▶ **PASSAGE FOR REVIEW**
::::::::

Both cases took place in my home city of Leicester, but there will be examples from every city, town, village and hamlet in the country. What do the two stories have in common? First, both clients were helped by the same advice agency. The crucial point is that they were helped using legal aid. Advice was given and lives were changed. If this Bill goes through in its present form, this sort of life-changing advice would probably never have been given. Those two clients who had real legal problems would not have been legally helped.
It does not take much imagination or knowledge of the world to know that events in both cases would have gone downhill fast if advice had not been given. Not just the mothers themselves but, one suspects, their children would have suffered. The state would have had to pick up the pieces at a much later stage when much more damage would have been done. If the Bill goes through, welfare benefit advice will be out of scope, not just at the beginning but at the end, too. The costs of the Leicester law service organisation that took up this case are negligible. We have heard about the small costs of each case of this type. They are tiny compared with the social and real financial costs if there had been no early intervention.
How can the Government be so stupid to think that what they are proposing can do anything but harm? I speak with all the strength that I have in support of the amendment moved so passionately by the noble Baroness, Lady Doocey, who has given a lifetime’s service to disabled people. I agree with other noble Lords who have said that her amendment is central to what we have to debate and decide on in this Bill. Her amendment would return to the scope of legal aid: advice and assistance on eligibility for welfare benefits, applications for welfare benefits, and appeals against the decisions of granting authorities. Although the expertise of the noble Baroness, as has been said around the House, is in helping disabled people, her amendments, as she would be the first to say, cover a much wider group in society than merely those who are disabled; they cover all citizens who find themselves in that position.
The amendment is identical to that tabled in another place in Committee and on Report by my party. The first time—in the Public Bill Committee—the amendment was defeated on Division by the government parties, but on Report the Liberal Democrat Members of the Public Bill Committee tabled an amendment to the same effect. Unfortunately, because of a heavily guillotined timetable, and, I am sad to say, filibustering by those who should have known better, no debate and thus no vote was held. It is possible that had the vote been taken in another place, we might not have this question quite in the form it is in today.
There is rightly great strength of feeling from all sides of the Committee about the removal of advice on welfare benefits. There is a real fear that it will lead quickly to a downgrading in the efficiency of a system that, while not perfect, has worked pretty well over 40 or 50 years, and which, crucially, has been supported by all Governments of whatever complexion and by all major political parties in this country. There is consensus that the state has an obligation to provide this sort of help for the poor, for disabled people and for those who need help—it could be any one of us in certain parts of our lives—because it is both practical and humane.

::::::::

▶ **DATA TO EXAMINE**
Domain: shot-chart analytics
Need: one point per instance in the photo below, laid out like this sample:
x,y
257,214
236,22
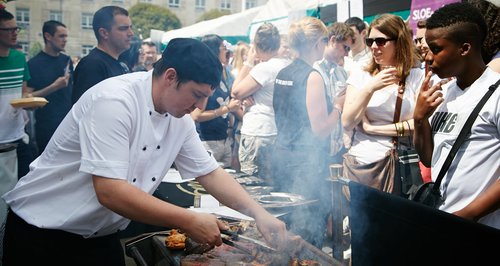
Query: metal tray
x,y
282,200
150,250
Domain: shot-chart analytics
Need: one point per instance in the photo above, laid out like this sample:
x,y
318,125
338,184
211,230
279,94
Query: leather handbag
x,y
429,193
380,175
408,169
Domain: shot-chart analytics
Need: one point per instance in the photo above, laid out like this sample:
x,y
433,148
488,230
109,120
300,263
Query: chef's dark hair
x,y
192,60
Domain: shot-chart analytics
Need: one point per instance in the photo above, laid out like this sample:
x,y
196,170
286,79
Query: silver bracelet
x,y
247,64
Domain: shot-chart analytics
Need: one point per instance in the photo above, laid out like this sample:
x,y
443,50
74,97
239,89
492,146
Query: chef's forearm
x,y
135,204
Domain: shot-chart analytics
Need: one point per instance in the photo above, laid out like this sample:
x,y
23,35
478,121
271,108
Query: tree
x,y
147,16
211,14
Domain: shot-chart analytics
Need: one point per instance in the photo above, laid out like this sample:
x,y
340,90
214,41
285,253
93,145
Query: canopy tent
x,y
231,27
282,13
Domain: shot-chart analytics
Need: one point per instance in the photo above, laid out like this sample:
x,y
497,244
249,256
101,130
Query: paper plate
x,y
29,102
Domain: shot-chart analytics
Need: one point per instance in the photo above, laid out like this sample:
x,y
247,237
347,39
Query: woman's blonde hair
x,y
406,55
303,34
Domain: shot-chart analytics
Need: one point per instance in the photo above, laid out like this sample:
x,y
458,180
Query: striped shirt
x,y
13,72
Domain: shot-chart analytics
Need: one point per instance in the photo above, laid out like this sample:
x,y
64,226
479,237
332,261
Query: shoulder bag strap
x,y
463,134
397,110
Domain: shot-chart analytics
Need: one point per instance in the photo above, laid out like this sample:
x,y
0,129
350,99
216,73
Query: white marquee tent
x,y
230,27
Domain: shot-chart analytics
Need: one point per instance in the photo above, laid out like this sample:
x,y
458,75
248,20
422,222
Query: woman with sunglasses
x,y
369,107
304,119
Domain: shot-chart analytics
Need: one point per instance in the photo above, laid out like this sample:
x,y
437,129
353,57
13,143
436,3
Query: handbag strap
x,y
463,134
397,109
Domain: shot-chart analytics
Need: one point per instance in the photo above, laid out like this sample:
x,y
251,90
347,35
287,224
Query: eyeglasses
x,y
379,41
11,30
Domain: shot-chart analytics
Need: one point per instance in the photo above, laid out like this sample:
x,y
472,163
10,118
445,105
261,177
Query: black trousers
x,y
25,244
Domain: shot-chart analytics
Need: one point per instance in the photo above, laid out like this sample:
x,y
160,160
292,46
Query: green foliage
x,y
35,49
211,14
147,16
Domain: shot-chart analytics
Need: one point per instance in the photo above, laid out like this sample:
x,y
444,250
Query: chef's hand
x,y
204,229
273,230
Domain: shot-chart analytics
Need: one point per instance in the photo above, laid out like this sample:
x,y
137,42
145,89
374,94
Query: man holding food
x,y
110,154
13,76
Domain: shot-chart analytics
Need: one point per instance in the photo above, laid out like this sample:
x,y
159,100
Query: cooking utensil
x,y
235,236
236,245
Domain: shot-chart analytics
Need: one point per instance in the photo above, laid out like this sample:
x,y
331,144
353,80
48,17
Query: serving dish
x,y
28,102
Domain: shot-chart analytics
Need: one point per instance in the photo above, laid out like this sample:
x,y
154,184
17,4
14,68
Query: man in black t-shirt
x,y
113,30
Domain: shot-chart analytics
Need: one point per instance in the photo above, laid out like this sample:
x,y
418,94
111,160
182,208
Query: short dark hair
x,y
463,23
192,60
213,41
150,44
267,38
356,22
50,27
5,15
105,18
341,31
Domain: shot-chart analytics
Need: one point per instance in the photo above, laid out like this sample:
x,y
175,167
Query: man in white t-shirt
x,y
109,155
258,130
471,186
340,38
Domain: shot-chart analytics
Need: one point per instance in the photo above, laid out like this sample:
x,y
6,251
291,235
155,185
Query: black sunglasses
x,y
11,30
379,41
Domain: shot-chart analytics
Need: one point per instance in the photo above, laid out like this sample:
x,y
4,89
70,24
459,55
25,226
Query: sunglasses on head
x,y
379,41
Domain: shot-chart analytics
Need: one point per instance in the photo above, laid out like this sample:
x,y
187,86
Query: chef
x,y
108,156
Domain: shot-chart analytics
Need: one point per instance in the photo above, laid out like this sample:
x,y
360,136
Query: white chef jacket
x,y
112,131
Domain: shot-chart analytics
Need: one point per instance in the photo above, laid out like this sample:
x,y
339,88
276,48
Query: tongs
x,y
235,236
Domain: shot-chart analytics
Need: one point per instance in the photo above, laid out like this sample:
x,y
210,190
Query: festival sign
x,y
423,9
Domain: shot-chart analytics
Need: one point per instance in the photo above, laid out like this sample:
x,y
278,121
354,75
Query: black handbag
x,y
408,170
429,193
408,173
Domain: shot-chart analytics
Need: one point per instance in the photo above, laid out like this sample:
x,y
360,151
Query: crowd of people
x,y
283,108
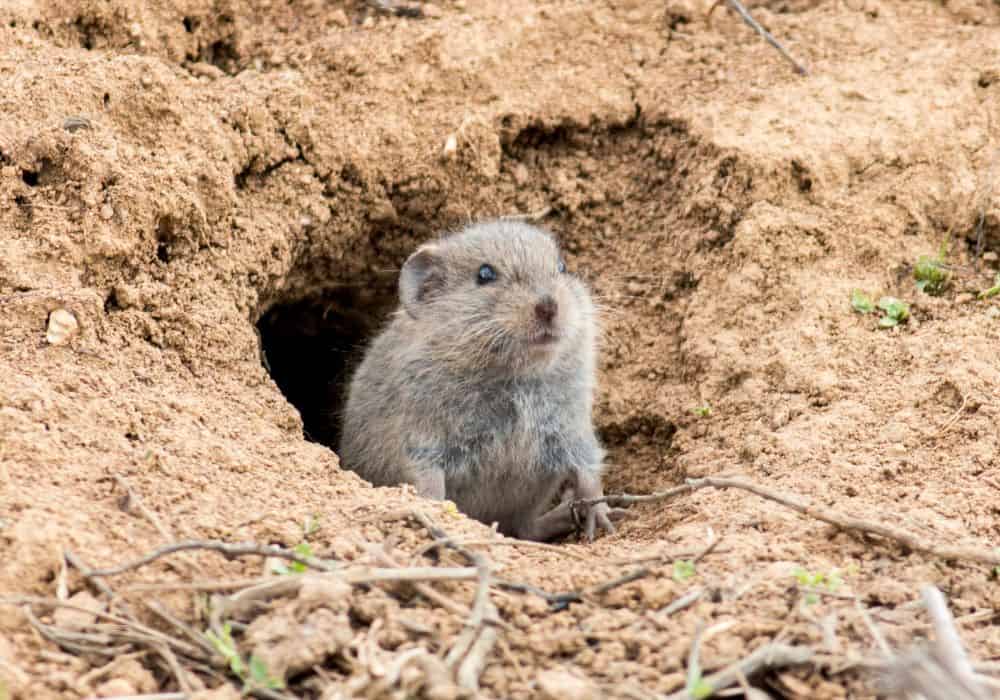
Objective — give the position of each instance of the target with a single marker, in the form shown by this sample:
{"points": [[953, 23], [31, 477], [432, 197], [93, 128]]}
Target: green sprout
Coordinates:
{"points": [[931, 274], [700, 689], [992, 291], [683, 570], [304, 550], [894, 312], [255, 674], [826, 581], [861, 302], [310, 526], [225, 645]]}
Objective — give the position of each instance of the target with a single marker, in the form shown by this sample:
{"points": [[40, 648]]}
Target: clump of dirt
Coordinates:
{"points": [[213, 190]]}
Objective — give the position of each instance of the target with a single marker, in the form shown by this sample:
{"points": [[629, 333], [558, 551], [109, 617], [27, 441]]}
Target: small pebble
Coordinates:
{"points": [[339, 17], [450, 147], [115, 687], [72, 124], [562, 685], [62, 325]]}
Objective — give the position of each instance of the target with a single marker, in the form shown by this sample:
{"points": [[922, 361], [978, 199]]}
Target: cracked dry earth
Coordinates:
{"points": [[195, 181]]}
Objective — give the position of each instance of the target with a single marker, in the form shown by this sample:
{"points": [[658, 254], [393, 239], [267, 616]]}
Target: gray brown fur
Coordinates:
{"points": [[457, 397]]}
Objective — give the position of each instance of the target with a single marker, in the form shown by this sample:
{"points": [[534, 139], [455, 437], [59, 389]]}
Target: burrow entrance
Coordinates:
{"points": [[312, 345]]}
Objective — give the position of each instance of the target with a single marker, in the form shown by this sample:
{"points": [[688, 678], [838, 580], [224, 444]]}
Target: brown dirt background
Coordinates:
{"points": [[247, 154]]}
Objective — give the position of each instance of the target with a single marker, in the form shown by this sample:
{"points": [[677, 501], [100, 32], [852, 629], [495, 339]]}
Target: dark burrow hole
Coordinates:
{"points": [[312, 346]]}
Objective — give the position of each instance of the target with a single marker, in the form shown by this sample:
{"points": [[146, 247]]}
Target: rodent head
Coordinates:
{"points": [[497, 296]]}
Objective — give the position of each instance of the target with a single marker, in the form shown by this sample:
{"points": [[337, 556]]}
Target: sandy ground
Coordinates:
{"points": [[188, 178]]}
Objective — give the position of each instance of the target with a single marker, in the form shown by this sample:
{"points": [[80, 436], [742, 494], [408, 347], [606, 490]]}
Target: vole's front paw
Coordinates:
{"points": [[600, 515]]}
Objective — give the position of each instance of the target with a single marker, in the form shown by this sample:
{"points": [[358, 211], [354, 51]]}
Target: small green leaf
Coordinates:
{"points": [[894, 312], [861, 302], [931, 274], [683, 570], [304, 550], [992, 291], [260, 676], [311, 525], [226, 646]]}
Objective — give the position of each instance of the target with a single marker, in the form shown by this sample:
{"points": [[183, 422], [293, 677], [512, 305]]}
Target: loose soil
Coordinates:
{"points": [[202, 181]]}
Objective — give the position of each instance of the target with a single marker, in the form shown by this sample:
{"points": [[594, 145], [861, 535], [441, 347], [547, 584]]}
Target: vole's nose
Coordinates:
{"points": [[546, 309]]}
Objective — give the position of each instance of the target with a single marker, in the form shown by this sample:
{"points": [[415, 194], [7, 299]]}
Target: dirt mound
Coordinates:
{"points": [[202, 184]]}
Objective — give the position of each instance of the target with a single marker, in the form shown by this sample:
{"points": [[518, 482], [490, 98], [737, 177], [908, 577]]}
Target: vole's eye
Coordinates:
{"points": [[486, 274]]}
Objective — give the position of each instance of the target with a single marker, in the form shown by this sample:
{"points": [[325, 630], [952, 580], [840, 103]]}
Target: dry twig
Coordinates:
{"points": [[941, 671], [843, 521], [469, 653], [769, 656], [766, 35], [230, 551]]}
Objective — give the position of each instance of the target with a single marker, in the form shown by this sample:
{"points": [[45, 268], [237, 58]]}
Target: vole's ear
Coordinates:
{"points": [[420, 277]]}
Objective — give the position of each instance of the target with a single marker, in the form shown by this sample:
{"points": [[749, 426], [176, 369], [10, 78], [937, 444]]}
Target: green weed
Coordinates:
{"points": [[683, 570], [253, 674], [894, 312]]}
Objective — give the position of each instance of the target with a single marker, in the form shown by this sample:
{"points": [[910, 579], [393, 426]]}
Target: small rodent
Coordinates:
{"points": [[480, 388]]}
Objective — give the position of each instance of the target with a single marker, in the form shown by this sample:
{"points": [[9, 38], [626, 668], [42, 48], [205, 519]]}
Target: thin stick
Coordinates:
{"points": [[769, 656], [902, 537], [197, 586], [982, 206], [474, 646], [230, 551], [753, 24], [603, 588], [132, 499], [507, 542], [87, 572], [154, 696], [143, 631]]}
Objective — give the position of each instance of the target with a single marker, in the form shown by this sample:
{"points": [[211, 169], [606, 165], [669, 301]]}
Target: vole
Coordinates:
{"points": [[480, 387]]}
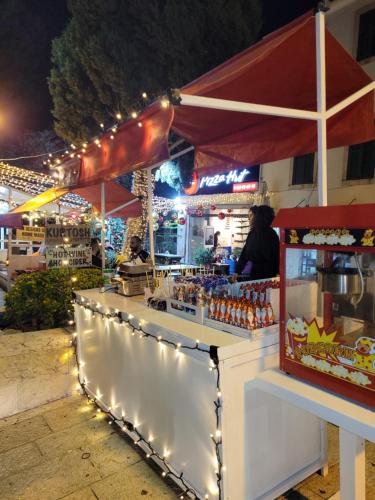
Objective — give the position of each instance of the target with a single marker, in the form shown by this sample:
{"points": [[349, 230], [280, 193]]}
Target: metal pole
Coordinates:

::::::::

▶ **PROBLEMS TO WORK ON**
(a) In the speech on legal aid for welfare benefits advice, what happened to the amendment the first time it came up in the Public Bill Committee?
(b) Can you carry the speech on legal aid for welfare benefits advice forward, beginning right after its final sentence?
The records come from a different source than the text.

▶ **RESPONSES TO THE EXERCISE**
(a) The government parties defeated it on Division.

(b)
There is great concern that if the Bill goes through as it stands we will lose that and, as my noble friend said, be diminished as a country in how we conduct ourselves. That is why this issue is so central. It will drive tens of thousands of litigants-in-person to try to deal with complex issues that they might not fully understand or be able to communicate. Thousands of people will be left without a lifeline. Those who have real cases will have to join a queue because tribunals will take so long to reach their cases. Then people might find themselves completely destitute: their homes at threat, relationships breaking down, and their children helpless. There will be that drive downwards that we see so often.
There is something that the noble Lord has not mentioned, which could be an important factor, bearing in mind his reference just now to children left helpless and some of his earlier case studies relating to single-parent families. I cannot remember the figure but there is a huge cost for every child taken into care. I would like the Minister to tell us the cost of each child taken into care as a result of the knock-on effects that could arise from these proposals. It costs tens of thousands of pounds every time, and I do not believe that all that has been taken into account.
I am grateful to the noble Lord as he is absolutely right about the social and financial costs of abolishing this sort of legal aid. It is impossible to say what they will be, but they will be huge, which I should have thought was fairly obvious.
The outcomes that we have talked about in this debate are not beyond the realms of probability, nor can anyone say that they would be unexpected. It is up to us in this Committee, and in the House perhaps on a future date, to decide whether the outcomes that have been described would cross the basic line of British decency that it is our obligation to defend. As part of that decision-making, we must look at whether these particular cuts are economic in the first place. Would they achieve even the Executive’s highly limited narrow goals of saving money?
The ministry plans to remove entirely funding for welfare benefits from scope. It claims that that will save £25 million a year. That sum normally goes to dealing with 135,000 cases per year. The advice is delivered, not altogether but pretty much through third-sector not-for-profit agencies such as Citizens Advice, law centres and many other advice centres. Advice goes to those seeking reconsiderations of decisions by the DWP and related agencies and to those appealing decisions before the First-tier Tribunals and then the Upper Tribunals. We have heard who receives the advice. Women are disproportionately users of this advice, as are ethnic minorities. As the noble Baroness indicated, 69 per cent—a very high percentage indeed—of those receiving advice are ill or disabled in some way.
As for who gets more complex advice—that relating to grounds for appeal—the published data for First-tier Tribunals show that of the 50,000 or so benefits-related cases heard a year, 90 per cent relate to disability-related benefits. That is hardly a surprise. For all its sins, jobseeker’s allowance is a simple entitlement for which to calculate eligibility. When there is a degree of subjectivity in deciding on the impairment caused by disability, agencies are more likely to make mistakes and thus require decisions to be appealed.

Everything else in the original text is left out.